1.1.2. In rechtlicher Hinsicht führt die belangte Behörde aus, dass aufgrund der Einkommensverhältnisse der Familie feststehe, dass der Aufenthalt hier im Bundesgebiet zu einer finanziellen Belastung einer öffentlichen Gebietskörperschaft führen werde.

 

Die Sozialhilferichtsätze (Sozialhilfeverordnung des Landes OÖ.) erforderten für ein Ehepaar ein monatlich verfügbares Einkommen von 1.189,56 Euro, für ein minderjähriges Kind 122,41 Euro – insgesamt also 1.311,97 Euro.

 

Das monatliche Einkommen des Ehegatten der Erst-Bw betrage 1.367,41 Euro. Die Mietkosten beliefen sich auf 673,43 Euro. Der Wert für die "freie Station" betrage 253,51 Euro. Nach Abzug der Mietkosten und Addition des Werts der freien Station resultiere ein monatlich verfügbares Einkommen von 947,49 Euro. Die erforderlichen Existenzmittel seien somit nicht gesichert.

[Umrisse beschrifteter Bereiche]
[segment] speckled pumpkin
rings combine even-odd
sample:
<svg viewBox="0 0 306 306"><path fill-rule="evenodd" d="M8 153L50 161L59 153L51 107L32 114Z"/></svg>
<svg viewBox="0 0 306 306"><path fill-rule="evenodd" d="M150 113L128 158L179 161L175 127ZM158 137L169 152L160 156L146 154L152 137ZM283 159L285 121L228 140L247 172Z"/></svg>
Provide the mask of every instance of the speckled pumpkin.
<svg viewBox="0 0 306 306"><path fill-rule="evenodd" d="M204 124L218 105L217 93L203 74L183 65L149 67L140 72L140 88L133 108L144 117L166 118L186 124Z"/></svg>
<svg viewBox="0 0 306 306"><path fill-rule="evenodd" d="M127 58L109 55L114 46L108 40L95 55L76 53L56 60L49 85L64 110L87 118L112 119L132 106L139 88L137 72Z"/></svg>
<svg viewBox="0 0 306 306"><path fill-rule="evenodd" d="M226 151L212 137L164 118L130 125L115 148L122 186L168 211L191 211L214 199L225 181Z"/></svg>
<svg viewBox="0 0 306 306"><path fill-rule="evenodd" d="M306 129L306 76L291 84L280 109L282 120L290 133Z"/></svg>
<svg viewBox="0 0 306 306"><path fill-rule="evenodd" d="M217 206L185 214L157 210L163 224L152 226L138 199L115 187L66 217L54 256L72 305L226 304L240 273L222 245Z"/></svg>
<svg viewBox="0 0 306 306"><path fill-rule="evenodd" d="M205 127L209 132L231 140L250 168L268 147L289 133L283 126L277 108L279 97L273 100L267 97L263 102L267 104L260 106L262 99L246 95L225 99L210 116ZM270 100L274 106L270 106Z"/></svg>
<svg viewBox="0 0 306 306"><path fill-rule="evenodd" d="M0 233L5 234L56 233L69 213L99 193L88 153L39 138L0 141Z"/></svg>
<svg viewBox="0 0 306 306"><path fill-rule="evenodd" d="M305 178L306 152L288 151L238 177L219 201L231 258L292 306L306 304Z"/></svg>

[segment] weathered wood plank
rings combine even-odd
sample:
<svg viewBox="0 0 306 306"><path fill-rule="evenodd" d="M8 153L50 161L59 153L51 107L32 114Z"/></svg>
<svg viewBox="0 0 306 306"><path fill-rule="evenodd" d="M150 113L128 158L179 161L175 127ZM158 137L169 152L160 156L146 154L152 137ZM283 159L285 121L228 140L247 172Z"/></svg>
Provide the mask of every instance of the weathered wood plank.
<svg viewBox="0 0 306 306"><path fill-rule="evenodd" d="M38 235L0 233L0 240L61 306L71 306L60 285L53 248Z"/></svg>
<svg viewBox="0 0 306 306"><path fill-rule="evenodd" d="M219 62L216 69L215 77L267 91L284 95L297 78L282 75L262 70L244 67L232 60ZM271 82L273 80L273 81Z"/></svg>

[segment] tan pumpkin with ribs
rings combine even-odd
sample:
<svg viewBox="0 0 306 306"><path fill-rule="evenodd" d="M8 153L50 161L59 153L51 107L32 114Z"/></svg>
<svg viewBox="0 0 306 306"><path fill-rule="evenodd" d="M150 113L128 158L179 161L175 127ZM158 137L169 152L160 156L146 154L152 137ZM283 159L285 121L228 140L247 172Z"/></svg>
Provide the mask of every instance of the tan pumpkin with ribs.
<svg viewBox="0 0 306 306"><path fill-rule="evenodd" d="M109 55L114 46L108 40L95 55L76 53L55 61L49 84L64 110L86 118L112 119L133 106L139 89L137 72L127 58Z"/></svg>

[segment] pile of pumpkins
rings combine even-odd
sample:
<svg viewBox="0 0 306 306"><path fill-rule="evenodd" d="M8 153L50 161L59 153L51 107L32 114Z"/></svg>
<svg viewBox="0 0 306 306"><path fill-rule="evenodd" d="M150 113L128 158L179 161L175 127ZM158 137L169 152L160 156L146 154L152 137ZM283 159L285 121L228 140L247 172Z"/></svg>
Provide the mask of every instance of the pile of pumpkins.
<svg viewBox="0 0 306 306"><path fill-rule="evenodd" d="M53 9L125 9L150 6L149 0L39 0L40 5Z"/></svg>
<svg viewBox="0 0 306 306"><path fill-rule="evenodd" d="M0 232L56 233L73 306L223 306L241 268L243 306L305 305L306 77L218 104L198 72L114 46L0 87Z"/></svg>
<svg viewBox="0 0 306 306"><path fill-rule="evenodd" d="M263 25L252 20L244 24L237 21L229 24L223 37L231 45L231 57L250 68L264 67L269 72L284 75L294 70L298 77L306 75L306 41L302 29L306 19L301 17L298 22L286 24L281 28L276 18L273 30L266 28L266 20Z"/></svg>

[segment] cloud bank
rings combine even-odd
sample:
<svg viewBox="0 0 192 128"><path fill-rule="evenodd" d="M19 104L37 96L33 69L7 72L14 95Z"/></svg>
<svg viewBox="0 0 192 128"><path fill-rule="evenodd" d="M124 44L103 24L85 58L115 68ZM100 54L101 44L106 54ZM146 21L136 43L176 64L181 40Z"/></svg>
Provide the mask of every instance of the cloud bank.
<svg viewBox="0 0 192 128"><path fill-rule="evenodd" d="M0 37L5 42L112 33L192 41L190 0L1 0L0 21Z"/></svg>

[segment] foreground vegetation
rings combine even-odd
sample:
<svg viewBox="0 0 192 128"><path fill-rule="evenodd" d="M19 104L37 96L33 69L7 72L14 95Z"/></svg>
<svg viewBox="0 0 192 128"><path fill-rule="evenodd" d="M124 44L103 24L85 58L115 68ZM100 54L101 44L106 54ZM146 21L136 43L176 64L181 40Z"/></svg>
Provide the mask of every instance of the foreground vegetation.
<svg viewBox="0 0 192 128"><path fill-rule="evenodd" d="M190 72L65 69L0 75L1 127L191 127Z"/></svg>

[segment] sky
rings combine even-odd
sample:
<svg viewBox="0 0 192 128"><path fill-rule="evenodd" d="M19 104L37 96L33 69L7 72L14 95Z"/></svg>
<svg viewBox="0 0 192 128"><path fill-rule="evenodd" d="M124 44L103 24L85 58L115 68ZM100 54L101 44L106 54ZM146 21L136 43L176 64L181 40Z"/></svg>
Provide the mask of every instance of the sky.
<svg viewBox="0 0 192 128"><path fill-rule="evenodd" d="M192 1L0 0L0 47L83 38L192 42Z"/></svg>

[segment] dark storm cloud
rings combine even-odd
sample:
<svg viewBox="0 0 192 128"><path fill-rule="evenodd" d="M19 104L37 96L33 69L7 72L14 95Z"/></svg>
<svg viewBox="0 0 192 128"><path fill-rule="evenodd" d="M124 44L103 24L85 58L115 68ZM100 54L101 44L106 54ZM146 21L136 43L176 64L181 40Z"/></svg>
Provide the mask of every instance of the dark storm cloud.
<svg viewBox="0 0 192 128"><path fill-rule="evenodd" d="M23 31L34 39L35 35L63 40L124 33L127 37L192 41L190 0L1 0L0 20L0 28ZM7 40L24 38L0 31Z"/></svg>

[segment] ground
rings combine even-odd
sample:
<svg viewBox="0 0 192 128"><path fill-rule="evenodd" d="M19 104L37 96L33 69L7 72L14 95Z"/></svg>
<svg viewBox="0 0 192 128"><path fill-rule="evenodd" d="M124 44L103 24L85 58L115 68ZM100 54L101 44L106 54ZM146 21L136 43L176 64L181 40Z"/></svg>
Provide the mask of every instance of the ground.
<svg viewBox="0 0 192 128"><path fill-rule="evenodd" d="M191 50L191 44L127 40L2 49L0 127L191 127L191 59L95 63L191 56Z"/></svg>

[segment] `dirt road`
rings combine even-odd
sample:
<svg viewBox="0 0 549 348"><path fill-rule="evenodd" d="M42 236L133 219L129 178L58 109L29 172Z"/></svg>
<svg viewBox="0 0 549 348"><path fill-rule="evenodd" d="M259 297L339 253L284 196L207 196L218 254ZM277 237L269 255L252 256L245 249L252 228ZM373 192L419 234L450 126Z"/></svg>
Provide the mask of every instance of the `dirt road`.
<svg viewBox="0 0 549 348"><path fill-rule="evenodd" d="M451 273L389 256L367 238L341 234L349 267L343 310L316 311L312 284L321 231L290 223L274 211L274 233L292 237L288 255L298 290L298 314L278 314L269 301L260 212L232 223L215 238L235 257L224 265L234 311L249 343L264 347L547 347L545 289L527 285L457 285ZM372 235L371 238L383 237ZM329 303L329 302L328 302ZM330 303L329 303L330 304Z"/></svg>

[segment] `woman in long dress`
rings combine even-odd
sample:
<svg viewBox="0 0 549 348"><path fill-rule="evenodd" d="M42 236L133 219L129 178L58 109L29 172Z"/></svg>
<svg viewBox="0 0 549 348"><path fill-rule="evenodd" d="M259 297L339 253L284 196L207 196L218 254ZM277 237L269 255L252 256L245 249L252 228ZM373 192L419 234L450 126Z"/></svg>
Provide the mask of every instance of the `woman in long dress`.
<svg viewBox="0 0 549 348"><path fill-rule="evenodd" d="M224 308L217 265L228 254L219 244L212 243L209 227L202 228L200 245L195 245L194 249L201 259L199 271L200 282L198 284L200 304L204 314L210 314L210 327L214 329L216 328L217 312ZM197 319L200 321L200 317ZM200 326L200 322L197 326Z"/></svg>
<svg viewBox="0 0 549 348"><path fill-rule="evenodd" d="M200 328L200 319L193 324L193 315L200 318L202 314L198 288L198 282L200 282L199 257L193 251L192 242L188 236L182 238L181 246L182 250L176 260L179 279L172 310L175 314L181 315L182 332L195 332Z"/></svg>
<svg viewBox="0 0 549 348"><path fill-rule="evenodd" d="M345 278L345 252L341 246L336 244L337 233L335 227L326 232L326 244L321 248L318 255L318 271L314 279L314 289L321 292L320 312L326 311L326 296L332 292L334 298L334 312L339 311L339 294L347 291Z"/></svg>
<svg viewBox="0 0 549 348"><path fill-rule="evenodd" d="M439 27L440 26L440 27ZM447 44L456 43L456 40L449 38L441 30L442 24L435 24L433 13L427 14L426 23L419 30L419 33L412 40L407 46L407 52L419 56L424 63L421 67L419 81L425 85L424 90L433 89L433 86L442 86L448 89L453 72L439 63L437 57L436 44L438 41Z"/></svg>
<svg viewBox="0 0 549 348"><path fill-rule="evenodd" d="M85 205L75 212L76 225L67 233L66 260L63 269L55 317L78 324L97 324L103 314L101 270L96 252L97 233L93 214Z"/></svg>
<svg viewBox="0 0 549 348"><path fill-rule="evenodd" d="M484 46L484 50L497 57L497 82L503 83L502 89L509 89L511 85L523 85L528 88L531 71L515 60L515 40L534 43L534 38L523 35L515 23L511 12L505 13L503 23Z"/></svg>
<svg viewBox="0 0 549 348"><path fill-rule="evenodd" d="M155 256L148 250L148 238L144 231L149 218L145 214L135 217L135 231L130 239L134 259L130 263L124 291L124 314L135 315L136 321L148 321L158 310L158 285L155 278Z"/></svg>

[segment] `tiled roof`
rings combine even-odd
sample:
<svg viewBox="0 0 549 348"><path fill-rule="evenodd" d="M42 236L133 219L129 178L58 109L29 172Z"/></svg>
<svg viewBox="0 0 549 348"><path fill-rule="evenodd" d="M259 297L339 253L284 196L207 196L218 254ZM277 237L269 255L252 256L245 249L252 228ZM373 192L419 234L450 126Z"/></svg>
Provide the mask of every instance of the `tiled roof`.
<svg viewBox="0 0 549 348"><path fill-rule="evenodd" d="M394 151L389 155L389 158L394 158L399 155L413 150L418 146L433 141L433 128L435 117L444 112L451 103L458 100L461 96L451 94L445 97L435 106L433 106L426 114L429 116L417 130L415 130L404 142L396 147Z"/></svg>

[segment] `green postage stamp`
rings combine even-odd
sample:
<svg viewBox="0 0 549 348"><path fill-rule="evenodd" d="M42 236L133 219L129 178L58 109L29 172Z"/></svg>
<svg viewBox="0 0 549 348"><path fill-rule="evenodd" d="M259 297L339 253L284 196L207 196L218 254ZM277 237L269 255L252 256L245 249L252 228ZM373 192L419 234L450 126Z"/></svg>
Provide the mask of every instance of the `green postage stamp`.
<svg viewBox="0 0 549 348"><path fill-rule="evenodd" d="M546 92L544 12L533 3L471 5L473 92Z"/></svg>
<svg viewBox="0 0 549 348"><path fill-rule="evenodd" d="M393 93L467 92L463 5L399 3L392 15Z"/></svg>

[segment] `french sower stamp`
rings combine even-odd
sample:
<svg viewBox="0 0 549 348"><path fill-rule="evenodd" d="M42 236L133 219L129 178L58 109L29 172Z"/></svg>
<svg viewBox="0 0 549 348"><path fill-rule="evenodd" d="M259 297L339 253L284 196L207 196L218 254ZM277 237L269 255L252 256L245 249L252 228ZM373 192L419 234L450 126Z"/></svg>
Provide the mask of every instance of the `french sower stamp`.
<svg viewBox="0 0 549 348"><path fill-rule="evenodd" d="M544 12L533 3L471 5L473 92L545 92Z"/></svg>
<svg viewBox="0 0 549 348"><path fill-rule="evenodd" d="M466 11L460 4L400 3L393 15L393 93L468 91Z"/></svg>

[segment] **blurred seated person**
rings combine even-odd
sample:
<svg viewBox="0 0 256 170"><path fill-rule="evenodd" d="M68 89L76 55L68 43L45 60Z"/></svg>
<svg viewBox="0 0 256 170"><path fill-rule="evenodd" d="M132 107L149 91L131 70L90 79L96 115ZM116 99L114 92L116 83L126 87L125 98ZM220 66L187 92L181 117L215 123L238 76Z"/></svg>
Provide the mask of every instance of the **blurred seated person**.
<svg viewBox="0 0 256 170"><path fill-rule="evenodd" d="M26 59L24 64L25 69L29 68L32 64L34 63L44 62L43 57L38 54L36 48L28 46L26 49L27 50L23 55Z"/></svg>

* **Zu erledigen**
1. Formatiere die Zeilen der Auflistung zwischen der Zeile mit „[segment] pile of pumpkins“ und der Zeile mit „9L125 9L150 6L149“, beide eingeschlossen, als Markdown-Tabelle mit den Spalten „Nr.“ und „Zeile“. Leerzeilen lässt du dabei weg.
2. Führe den Text über die Existenzmittel der Familie ab seinem letzten Satz weiter.

* **Lösungen**
1.
| Nr. | Zeile |
|---|---|
| 1 | [segment] pile of pumpkins |
| 2 | rings combine even-odd |
| 3 | sample: |
| 4 | <svg viewBox="0 0 306 306"><path fill-rule="evenodd" d="M8 153L50 161L59 153L51 107L32 114Z"/></svg> |
| 5 | <svg viewBox="0 0 306 306"><path fill-rule="evenodd" d="M150 113L128 158L179 161L175 127ZM158 137L169 152L160 156L146 154L152 137ZM283 159L285 121L228 140L247 172Z"/></svg> |
| 6 | Provide the mask of every instance of the pile of pumpkins. |
| 7 | <svg viewBox="0 0 306 306"><path fill-rule="evenodd" d="M53 9L125 9L150 6L149 0L39 0L40 5Z"/></svg> |

2.
 

Nach einer Interessensabwägung im Sinne des § 66 FPG (in der bis zum 1. Juli 2011 geltenden Fassung) kommt die Behörde zu dem eindeutigen Schluss, dass die öffentlichen Interessen die familiären bzw. privaten Interessen der Bw überwögen.

 

1.2. Gegen diesen Bescheid erhoben die Bw rechtzeitig Berufung mit Schriftsatz vom 7. April 2011.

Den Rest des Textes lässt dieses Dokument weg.